Perhaps it is because I am old enough to remember an Australian society steeped in British tradition (we sang God Save the Queen at school) or because my heritage is from one English grandparent (Whitby) and two Scottish grandparents (and a 3rd who wished she had been born in Scotland but her parents had arrived in Aus before she was entered the world; Glasgow, north of Edinburgh and somewhere west of Culloden among the Scotch distilleries). There is a certain feeling of familiarity with being among Brits, with their tea, toast and marmalade; pale grey-blue sky (Dorothea Mackellar’s My Country jumps to mind); and variation in vowels as you swing up and down and across the country that has you reliving Steptoe and Son one moment, and Upstairs Downstairs the next. It is true that over the years as I have visited and welcomed my escape from London winters, I have seen much change and not always good. It was the punks pink Mohawks that offended me in my twenties (I don’t have an issue with pink Mohawks, just that I was wanting, well, Upstairs Downstairs, to play out before me); later the mix of cultures continued to confuse my childhood version of Britain—but I welcomed the cuisine that came with them, and by the time each culture had been in UK long enough to have their own range of Steptoe and Royal plum vowels, I had changed my view of what Britain was.
But until this visit I had never worked here (I had sadly had to turn down a fabulous offer as I had just had a baby) or had any excuse other than a wistful return to roots reason (scrambling around Scottish graveyards), or a walk across the country to come to the UK. This time I was launching a book—and appearing at the Cheltenham Literary Festival. Not quite a triumphant return of the convict (my grandparents were just escaping the cold anyway) but at the very least a different angle to view the country from.
Legend, my publisher, has a small office on Fleet St. Fleet Street. Forget Monopoly, this is the heart of newspapers, real London. Standing outside, I have St Paul’s in front, the Royal Courts of Justice behind. And an ancient lift that I want to move into – I may have had to had some kind local not shown me how to get out. Legend are enthusiastic and deliver red wine to my launch at the Stoke Newington bookshop that (thank goodness) is not Australian. I read to a small crowd, half come for Jean McNeil’s The Dhow House, also being launched—but they are polite (they’re British!).

Data shown –
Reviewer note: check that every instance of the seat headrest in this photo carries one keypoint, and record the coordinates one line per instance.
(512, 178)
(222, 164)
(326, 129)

Directions –
**a.** In the essay about visiting Britain, on which street does the publisher Legend have its small office?
**b.** Reproduce the part of the essay about visiting Britain starting at "But until this" and ending at "the country from.".

Per-task answers –
**a.** Fleet Street

**b.**
But until this visit I had never worked here (I had sadly had to turn down a fabulous offer as I had just had a baby) or had any excuse other than a wistful return to roots reason (scrambling around Scottish graveyards), or a walk across the country to come to the UK. This time I was launching a book—and appearing at the Cheltenham Literary Festival. Not quite a triumphant return of the convict (my grandparents were just escaping the cold anyway) but at the very least a different angle to view the country from.